WHAT IS REQUIRED: Could you return all of the data exactly as given?

(Referring expression data)

--

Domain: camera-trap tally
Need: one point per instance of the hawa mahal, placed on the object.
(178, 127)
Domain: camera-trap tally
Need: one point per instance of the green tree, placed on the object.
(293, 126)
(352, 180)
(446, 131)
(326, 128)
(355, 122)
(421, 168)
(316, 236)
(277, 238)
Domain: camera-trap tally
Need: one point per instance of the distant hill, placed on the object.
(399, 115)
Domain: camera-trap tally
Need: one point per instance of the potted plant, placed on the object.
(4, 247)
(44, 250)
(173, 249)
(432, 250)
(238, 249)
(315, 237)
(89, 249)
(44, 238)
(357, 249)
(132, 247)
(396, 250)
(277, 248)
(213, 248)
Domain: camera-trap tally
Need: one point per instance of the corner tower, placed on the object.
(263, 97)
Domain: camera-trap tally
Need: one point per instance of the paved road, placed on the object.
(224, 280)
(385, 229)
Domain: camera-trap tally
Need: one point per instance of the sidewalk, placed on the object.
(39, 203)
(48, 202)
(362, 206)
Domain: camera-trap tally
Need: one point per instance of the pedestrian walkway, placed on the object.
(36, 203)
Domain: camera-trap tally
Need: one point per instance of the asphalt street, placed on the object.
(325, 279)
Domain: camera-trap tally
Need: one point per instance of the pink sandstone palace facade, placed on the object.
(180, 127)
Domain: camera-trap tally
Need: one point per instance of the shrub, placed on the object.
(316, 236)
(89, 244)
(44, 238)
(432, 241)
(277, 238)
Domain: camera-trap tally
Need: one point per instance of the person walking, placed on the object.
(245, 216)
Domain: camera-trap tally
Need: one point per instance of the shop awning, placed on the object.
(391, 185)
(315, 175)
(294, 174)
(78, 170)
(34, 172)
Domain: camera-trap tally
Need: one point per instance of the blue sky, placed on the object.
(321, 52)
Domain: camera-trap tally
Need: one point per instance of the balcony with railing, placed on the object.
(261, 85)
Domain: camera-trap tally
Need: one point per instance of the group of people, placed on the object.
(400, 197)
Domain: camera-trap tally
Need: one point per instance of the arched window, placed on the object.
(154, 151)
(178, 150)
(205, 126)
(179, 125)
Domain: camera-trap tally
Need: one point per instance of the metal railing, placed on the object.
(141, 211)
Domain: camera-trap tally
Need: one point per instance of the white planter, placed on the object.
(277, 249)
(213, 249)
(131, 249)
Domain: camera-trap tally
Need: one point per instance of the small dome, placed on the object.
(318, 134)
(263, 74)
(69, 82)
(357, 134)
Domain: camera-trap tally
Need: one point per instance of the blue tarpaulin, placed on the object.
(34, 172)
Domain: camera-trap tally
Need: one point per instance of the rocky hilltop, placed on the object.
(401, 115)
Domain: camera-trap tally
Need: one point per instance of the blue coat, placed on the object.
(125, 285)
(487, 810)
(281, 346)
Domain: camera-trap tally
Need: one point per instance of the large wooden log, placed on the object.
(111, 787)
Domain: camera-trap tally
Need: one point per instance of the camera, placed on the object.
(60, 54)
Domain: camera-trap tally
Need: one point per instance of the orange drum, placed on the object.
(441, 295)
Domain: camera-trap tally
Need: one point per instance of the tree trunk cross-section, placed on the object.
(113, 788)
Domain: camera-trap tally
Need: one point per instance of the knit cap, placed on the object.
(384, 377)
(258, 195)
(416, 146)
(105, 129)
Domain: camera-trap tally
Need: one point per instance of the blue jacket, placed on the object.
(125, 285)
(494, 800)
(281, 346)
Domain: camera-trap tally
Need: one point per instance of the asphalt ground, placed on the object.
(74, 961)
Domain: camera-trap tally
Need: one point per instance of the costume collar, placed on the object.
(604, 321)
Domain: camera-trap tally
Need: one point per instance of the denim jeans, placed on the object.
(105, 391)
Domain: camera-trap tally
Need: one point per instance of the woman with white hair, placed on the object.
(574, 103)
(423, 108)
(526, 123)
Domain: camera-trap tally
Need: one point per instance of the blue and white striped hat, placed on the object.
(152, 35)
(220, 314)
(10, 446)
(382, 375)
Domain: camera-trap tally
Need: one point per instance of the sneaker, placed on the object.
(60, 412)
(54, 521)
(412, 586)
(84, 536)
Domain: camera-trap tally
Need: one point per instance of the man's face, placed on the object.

--

WRITTEN REPLY:
Domain: camera-trap tally
Need: one point per instance of the hawa mahal, placed on the object.
(178, 127)
Domain: camera-trap tally
Need: one point per instance of the green tree, placed on the object.
(293, 126)
(352, 180)
(446, 131)
(326, 128)
(355, 122)
(421, 168)
(316, 236)
(277, 238)
Domain: camera-trap tally
Need: one point per instance of the distant hill, placed on the object.
(399, 115)
Domain: camera-trap tally
Need: one point per instance of the potted plant, placed on the object.
(4, 247)
(44, 250)
(173, 249)
(432, 250)
(238, 249)
(315, 237)
(89, 249)
(44, 238)
(357, 249)
(132, 247)
(396, 250)
(277, 248)
(213, 248)
Domain: camera-trap tally
Need: one point per instance of the corner tower, placed on the object.
(263, 97)
Domain: camera-trap tally
Need: one point per instance of the paved road, placed on the object.
(224, 280)
(385, 229)
Domain: camera-trap tally
Need: one point per instance of the sidewalk, placed on the object.
(39, 203)
(48, 202)
(362, 206)
Domain: camera-trap tally
Need: one point per instance of the pedestrian walkway, placed on the object.
(36, 203)
Domain: camera-trap tally
Need: one point per instance of the asphalt street, placed on the object.
(325, 279)
Domain: camera-trap tally
Need: one point per instance of the pink sandstone palace facade, placed on the object.
(180, 127)
Domain: camera-trap tally
Need: one point per instance of the shrub, placed on the object.
(316, 236)
(89, 244)
(44, 238)
(432, 241)
(277, 238)
Domain: camera-trap tally
Need: one point per instance of the person walking, placed on the object.
(245, 216)
Domain: camera-trap tally
Need: one point per instance of the shop awning, placed on the object.
(391, 185)
(315, 175)
(294, 174)
(78, 170)
(34, 172)
Domain: camera-trap tally
Need: one point per instance of the blue sky, placed on the object.
(321, 52)
Domain: camera-trap tally
Need: one point per instance of the balcony with railing, placed on the object.
(261, 85)
Domain: camera-trap tally
Need: one point per instance of the group of people, placed on the object.
(400, 197)
Domain: camera-trap tally
Need: one point per instance of the arched window, placed on the object.
(154, 151)
(178, 150)
(205, 126)
(179, 125)
Domain: camera-trap tally
Need: one point per instance of the metal railing, placed on the object.
(141, 211)
Domain: camera-trap tally
Need: one point per instance of the white planter, placed on the object.
(277, 249)
(213, 249)
(131, 249)
Domain: camera-trap tally
Need: one point per instance of the small dome, placed on the object.
(318, 134)
(263, 74)
(69, 82)
(357, 134)
Domain: camera-trap tally
Need: one point per instance of the blue tarpaulin, placed on the object.
(34, 172)
Domain: camera-trap tally
Need: one point per instance of the rocky hilltop, placed on the object.
(401, 115)
Domain: camera-trap tally
Need: one point per instance of the blue coat, placed on the object.
(125, 285)
(487, 810)
(281, 346)
Domain: camera-trap tally
Need: one point per instance of the large wooden log, placed on the object.
(111, 787)
Domain: camera-trap tally
Need: one point per instance of the camera, placed on the object.
(60, 54)
Domain: camera-trap tally
Need: one point per instance of the orange drum, placed on the object.
(441, 295)
Domain: camera-trap tally
Need: one point per instance of the tree trunk cross-section, placed on the object.
(113, 788)
Domain: camera-trap tally
Need: one point per instance of the knit cap, placed on the object.
(384, 377)
(258, 195)
(416, 146)
(105, 129)
Domain: camera-trap tally
Need: one point per instance of the blue jacket, placed on the object.
(125, 285)
(494, 800)
(281, 346)
Domain: camera-trap tally
Need: one point per instance of the asphalt ground, placed on the object.
(74, 961)
Domain: camera-trap tally
Need: one point per instance of the costume collar, placed on the object.
(604, 321)
Domain: camera-trap tally
Need: one point per instance of the denim jeans, placed on the object.
(105, 391)
Domain: camera-trap tally
Need: one point per instance of the woman with white hair, placed on the object.
(574, 103)
(423, 108)
(526, 123)
Domain: camera-trap tally
Need: one point per instance of the blue and white striped hat, placed on the object.
(152, 35)
(220, 314)
(10, 446)
(382, 375)
Domain: camera-trap tally
Need: one point per instance of the sneaker, placed on the object.
(60, 412)
(54, 521)
(412, 586)
(84, 536)
Domain: camera-trap tally
Need: one point per instance of the man's face, placed on the object.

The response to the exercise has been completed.